§ WHAT THE EXERCISE ASKS
Skip the pictures and repeat each line of the data exactly.

§ MATERIAL FOR THIS EXERCISE
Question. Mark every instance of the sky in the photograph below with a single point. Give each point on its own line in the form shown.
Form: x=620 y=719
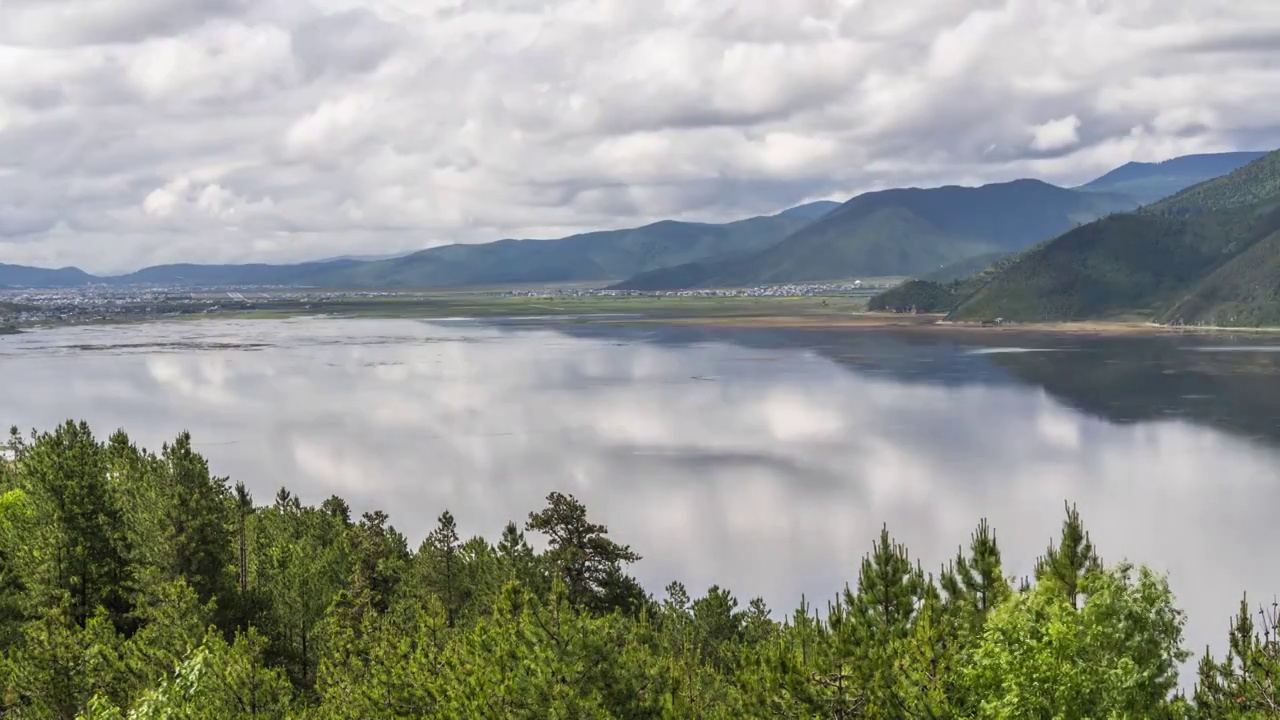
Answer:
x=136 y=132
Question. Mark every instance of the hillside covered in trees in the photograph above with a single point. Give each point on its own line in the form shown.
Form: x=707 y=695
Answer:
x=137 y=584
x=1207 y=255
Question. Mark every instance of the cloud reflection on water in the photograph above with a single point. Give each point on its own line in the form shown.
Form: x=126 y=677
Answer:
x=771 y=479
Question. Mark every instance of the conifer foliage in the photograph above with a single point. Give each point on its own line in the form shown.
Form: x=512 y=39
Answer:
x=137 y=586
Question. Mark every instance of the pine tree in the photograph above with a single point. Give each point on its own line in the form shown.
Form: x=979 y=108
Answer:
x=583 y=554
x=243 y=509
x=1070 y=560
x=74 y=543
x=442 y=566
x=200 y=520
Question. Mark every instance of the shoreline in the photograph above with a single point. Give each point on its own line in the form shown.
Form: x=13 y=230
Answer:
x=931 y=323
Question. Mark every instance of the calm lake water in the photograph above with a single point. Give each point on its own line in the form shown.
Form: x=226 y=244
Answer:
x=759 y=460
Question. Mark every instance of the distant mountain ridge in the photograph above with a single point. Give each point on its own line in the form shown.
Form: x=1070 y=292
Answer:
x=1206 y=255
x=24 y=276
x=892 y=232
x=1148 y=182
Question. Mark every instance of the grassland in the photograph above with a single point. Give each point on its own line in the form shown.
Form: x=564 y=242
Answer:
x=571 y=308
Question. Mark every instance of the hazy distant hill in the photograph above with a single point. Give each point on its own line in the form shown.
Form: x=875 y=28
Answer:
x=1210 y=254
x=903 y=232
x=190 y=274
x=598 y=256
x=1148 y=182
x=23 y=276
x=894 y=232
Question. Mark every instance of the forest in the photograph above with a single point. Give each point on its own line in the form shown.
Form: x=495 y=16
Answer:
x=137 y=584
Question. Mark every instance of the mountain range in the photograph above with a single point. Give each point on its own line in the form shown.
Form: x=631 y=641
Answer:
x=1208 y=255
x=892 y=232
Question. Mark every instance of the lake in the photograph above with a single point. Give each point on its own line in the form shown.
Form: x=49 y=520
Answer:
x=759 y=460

§ SOLUTION
Question. Mark every instance of the sky in the photograph below with a single point. Give each point on its own line in the form shown.
Form: x=620 y=719
Answer:
x=136 y=132
Question. Mark every instance of the hillside covered in trees in the photograph above with a single point. Give each point on its own line in the form shown.
Form: x=707 y=695
Answer:
x=137 y=584
x=1207 y=255
Question. Mark every instance of the cloud reflection on water in the photograph above with a single point. Give each point on its own line in the form shown.
Form: x=126 y=677
Answer:
x=771 y=479
Question. Mark every instance of the conifer foliage in the photograph above with a single point. Give each point on its own line in the form shown.
Form: x=512 y=39
Answer:
x=137 y=586
Question. Mark every instance of the pine tree in the photograph above with a single point. Give each point on its own line in the form shown.
Form: x=979 y=108
Answer:
x=583 y=554
x=243 y=509
x=1070 y=560
x=74 y=543
x=442 y=566
x=200 y=520
Question. Mark every instance of the shoreline in the photograph above with a single point. Give each point on its own line in the form shown.
Form: x=13 y=230
Answer:
x=931 y=323
Question. Mark every instance of the calm lake water in the photograph above with a single point. Give each point on its own line in the form shown.
Form: x=226 y=244
Answer:
x=759 y=460
Question. Mark every instance of the distant mountain ridge in the photograph above with a single point. Give each point on its own line in the form shown.
Form: x=1070 y=292
Answer:
x=1206 y=255
x=24 y=276
x=892 y=232
x=1148 y=182
Question. Mark every instance of the grassland in the photograph above with a single point. Give each point on its own line in the form shown.
Form: x=564 y=242
Answer:
x=571 y=308
Question. Mark every instance of the hazy distant hill in the photograph above with a single point. Give each point on its own line in the form shown.
Form: x=875 y=28
Answer:
x=1210 y=254
x=903 y=232
x=190 y=274
x=598 y=256
x=1148 y=182
x=23 y=276
x=894 y=232
Question. Mark every instance of the forest in the photograph above with a single point. Give each point on its own line in the form shown.
Form: x=495 y=16
Answer:
x=137 y=584
Question. Mark every instance of the mountain range in the photograph above with a single point. Give each point on its own line in the form shown.
Form: x=631 y=641
Answer:
x=1208 y=255
x=892 y=232
Question. Mark every instance of the lake in the photograph above with a single point. Give each point on its own line in the form shown.
Form: x=49 y=520
Answer:
x=759 y=460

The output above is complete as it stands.